### Work required
Reproduce each record in the listing below exactly as written.

### Input
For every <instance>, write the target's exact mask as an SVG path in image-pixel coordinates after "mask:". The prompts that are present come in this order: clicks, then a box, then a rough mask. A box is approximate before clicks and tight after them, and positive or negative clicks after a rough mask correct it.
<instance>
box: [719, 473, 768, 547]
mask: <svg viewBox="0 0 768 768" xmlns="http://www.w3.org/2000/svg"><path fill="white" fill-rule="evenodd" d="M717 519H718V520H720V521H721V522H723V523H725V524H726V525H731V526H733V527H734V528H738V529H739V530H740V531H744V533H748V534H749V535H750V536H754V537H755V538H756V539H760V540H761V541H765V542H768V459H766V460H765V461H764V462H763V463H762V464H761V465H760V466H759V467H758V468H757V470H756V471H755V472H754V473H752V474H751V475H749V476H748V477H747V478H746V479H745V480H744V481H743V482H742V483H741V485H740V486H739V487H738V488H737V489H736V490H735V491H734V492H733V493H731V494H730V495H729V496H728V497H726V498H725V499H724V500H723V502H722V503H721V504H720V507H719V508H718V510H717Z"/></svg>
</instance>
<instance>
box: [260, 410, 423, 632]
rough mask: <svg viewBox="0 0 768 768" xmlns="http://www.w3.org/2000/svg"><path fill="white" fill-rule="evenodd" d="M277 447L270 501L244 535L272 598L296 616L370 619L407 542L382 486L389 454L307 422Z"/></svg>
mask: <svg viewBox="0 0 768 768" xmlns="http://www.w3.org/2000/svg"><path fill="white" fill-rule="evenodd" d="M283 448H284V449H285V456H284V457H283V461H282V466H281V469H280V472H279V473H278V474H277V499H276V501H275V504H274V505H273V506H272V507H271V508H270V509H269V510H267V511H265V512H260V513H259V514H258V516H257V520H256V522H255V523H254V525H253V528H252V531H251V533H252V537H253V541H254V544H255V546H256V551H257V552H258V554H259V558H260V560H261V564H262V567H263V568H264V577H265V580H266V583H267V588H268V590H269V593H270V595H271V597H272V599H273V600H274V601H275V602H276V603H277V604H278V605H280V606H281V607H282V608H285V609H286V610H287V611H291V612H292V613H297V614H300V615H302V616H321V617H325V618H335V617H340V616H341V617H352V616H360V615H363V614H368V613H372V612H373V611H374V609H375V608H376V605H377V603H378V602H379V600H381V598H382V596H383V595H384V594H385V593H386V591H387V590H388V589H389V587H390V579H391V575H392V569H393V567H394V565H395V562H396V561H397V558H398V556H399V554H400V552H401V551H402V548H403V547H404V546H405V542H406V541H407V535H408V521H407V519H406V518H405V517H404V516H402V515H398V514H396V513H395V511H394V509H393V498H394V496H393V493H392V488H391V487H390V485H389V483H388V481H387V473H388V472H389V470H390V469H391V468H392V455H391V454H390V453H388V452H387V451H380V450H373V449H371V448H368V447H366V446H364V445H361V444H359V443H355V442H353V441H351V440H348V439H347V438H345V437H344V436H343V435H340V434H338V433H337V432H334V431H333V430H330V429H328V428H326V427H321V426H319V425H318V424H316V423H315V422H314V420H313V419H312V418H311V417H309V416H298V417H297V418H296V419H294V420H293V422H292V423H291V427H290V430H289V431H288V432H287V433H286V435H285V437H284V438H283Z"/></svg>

### Result for this task
For every <instance>, write the target's exact mask as an SVG path in image-pixel coordinates after "mask:". The prompts that are present come in this order: clicks, then a box, then a rough mask. A box is approximate before clicks and tight after them, and positive or negative clicks after a rough mask correct it.
<instance>
box: [719, 473, 768, 547]
mask: <svg viewBox="0 0 768 768" xmlns="http://www.w3.org/2000/svg"><path fill="white" fill-rule="evenodd" d="M717 519H718V520H720V521H721V522H723V523H725V524H726V525H731V526H733V527H734V528H738V529H739V530H740V531H744V533H748V534H749V535H750V536H754V537H755V538H756V539H760V540H761V541H765V542H768V459H766V460H765V461H764V462H763V463H762V464H761V465H760V466H759V467H758V468H757V470H756V471H755V472H754V473H752V474H751V475H749V476H748V477H747V478H746V479H745V480H744V481H743V482H742V483H741V485H740V486H739V487H738V488H737V489H736V490H735V491H734V492H733V493H731V494H730V495H729V496H728V497H726V498H725V499H724V500H723V502H722V503H721V504H720V507H719V508H718V510H717Z"/></svg>
</instance>
<instance>
box: [260, 410, 423, 632]
rough mask: <svg viewBox="0 0 768 768" xmlns="http://www.w3.org/2000/svg"><path fill="white" fill-rule="evenodd" d="M277 447L270 501L244 535L272 598L296 616L370 619L407 542L382 486L389 454L307 422Z"/></svg>
mask: <svg viewBox="0 0 768 768" xmlns="http://www.w3.org/2000/svg"><path fill="white" fill-rule="evenodd" d="M283 448H284V449H285V456H284V457H283V461H282V466H281V469H280V472H279V473H278V474H277V499H276V501H275V504H274V505H273V506H272V507H271V508H270V509H269V510H267V511H265V512H260V513H259V514H258V516H257V520H256V522H255V523H254V525H253V528H252V531H251V533H252V537H253V541H254V544H255V546H256V551H257V552H258V554H259V558H260V560H261V564H262V567H263V568H264V577H265V580H266V583H267V588H268V590H269V593H270V595H271V597H272V599H273V600H274V601H275V602H276V603H277V604H278V605H280V606H281V607H282V608H285V609H286V610H287V611H291V612H292V613H297V614H300V615H302V616H321V617H325V618H335V617H340V616H341V617H352V616H360V615H363V614H368V613H372V612H373V611H374V609H375V608H376V605H377V603H378V602H379V600H381V598H382V596H383V595H384V594H385V593H386V591H387V590H388V589H389V587H390V579H391V575H392V569H393V567H394V565H395V562H396V561H397V558H398V556H399V554H400V552H401V551H402V548H403V547H404V546H405V542H406V541H407V535H408V521H407V519H406V518H405V517H404V516H402V515H398V514H396V513H395V511H394V509H393V498H394V496H393V493H392V488H391V487H390V485H389V483H388V481H387V473H388V472H389V470H390V469H391V468H392V455H391V454H390V453H388V452H387V451H380V450H373V449H371V448H368V447H366V446H364V445H361V444H359V443H355V442H353V441H351V440H348V439H347V438H345V437H344V436H343V435H340V434H338V433H337V432H334V431H333V430H330V429H328V428H326V427H321V426H319V425H318V424H316V423H315V422H314V420H313V419H312V418H311V417H309V416H298V417H297V418H296V419H294V420H293V422H292V423H291V427H290V430H289V431H288V432H287V433H286V435H285V437H284V438H283Z"/></svg>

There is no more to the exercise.